:: Supplied text ::
As a debut LP it was close to flawless. Or, rather, its flaws (like John Cale’s sonic experiments with the Velvets) were deliberate and inspirational.

The album spawned a legion of imitators and creative emulators. Perhaps the most impressive record in this vein was Loveless, the 1991 album by My Bloody Valentine, which sounded like a poetic love letter to Cale and the Reids delivered in luxurious feedback.

As I drank in the knowingly bittersweet music and lyrics of Psychocandy, the connection with The Velvet Underground became increasingly apparent. What I didn’t realise then, in my white teen ignorance of black music, was the debt it also owed to Motown and its very particular take on Phil Spector’s much-vaunted “Wall of Sound”.

There was a lot going on in this album, created by a couple of working-class boys from a new town built to house the erstwhile denizens of Glasgow’s slums. Suitably impressed by Psychocandy, I soon moved on to the Mary Chain’s second album, 1987’s Darklands.
:::
:: Rows ::
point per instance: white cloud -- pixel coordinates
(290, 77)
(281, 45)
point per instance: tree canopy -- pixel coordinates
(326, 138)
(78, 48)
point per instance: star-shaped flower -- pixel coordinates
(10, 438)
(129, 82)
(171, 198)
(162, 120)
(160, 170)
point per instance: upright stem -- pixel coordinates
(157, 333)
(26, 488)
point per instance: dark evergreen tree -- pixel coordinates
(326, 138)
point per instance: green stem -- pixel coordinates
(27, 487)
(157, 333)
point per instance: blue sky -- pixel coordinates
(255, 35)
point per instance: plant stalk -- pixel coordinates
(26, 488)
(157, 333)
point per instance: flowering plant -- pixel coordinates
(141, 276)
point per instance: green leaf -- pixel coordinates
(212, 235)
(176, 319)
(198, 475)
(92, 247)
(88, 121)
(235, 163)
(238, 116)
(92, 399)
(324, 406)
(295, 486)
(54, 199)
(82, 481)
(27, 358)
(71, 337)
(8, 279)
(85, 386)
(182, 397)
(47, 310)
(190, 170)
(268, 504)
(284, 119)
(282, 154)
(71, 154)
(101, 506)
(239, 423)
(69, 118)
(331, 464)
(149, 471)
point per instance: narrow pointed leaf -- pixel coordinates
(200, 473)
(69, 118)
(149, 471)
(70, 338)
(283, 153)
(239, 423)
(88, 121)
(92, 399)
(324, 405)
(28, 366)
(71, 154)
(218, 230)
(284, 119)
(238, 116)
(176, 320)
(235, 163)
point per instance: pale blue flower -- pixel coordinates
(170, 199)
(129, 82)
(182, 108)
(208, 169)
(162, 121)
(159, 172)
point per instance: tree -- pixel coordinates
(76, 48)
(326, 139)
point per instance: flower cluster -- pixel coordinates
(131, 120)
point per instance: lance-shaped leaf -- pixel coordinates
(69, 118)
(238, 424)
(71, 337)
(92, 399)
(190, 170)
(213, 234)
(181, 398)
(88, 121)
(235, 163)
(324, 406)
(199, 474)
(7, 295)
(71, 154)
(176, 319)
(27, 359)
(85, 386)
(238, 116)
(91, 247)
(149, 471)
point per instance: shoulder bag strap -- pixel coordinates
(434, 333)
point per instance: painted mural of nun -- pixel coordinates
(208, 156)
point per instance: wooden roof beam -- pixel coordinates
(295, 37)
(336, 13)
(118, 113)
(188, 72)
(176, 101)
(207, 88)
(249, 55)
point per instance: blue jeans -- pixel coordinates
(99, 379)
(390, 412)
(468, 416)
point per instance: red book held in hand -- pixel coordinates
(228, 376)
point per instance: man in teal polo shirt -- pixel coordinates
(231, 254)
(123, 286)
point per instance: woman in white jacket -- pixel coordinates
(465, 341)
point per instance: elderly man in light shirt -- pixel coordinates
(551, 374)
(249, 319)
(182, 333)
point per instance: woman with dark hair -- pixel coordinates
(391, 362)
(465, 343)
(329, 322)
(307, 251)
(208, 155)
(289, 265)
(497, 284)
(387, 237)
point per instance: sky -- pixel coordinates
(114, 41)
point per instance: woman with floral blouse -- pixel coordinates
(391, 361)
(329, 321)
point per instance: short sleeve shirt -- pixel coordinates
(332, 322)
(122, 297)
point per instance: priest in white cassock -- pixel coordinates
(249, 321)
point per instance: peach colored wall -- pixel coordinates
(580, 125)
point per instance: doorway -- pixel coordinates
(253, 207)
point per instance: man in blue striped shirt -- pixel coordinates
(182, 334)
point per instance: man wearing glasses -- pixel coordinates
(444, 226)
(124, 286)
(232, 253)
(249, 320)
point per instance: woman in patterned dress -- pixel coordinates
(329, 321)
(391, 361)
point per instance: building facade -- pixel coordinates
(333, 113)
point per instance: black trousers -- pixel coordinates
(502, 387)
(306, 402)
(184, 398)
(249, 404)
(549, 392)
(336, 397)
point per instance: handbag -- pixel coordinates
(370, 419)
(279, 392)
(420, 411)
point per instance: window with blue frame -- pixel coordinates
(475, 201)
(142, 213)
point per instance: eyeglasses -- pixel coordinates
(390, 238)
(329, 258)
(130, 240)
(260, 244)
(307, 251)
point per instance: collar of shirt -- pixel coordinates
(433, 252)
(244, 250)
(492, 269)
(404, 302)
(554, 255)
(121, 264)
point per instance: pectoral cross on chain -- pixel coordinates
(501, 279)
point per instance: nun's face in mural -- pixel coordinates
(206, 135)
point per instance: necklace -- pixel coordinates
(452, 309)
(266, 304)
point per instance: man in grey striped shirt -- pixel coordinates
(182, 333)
:::
:: Rows ::
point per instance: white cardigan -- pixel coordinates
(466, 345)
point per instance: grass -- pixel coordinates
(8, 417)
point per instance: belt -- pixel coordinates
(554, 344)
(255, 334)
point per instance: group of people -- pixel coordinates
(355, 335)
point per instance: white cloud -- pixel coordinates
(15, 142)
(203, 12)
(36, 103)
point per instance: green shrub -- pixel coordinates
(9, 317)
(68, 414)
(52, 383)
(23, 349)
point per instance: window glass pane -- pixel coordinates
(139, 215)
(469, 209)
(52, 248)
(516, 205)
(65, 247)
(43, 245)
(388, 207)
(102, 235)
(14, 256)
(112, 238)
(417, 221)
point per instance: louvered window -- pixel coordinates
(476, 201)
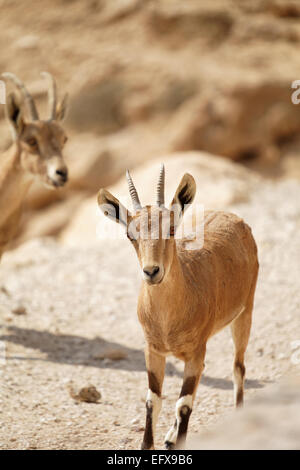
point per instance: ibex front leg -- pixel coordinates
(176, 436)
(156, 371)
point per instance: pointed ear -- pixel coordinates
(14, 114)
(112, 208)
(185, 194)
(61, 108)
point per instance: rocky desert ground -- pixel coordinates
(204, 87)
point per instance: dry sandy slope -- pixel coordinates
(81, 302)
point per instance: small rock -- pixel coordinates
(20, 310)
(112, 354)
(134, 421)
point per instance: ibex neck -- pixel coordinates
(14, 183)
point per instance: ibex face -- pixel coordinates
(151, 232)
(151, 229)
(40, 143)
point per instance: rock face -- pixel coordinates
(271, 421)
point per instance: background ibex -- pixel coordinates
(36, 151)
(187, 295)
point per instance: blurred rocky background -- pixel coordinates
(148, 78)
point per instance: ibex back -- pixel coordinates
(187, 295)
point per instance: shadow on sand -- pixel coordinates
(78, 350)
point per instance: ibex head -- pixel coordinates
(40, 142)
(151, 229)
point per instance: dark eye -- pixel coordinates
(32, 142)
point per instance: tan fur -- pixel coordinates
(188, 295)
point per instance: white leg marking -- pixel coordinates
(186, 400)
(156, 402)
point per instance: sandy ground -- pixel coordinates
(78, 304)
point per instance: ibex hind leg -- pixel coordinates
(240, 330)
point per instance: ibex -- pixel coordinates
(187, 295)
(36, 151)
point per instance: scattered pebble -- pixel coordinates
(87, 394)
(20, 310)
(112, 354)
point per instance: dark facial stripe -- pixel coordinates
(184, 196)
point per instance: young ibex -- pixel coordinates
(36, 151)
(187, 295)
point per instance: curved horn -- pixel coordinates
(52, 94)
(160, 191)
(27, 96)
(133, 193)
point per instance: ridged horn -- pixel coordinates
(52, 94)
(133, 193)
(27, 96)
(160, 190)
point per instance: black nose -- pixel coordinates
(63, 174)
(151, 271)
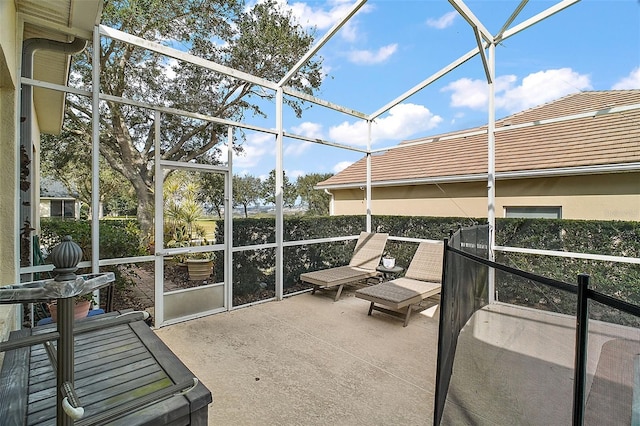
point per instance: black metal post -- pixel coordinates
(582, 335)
:::
— Prompt —
Carry on the piece about Psychocandy from its last sentence. The material has no connection to the piece on Psychocandy.

— The reply —
Forget the platitudes about bands that enjoy debut success finding themselves mired in “difficult second album” syndrome. Darklands was a brilliant and highly successful follow-up record.

Incredibly, for music by an alternative band, the LP peaked at number five in the UK album charts (Psychocandy had risen to no higher than 31st spot). It would prove to be the Mary Chain’s most successful album, by a distance.

The first thing you noticed about the record was how different it was from its predecessor. For sure, the cover – a blurred image of (presumably) the Reids on-stage, set on a black background, with the band’s name and the album title in bold block red lettering – bore reassuring similarities with Psychocandy, but the sound was remarkably divergent.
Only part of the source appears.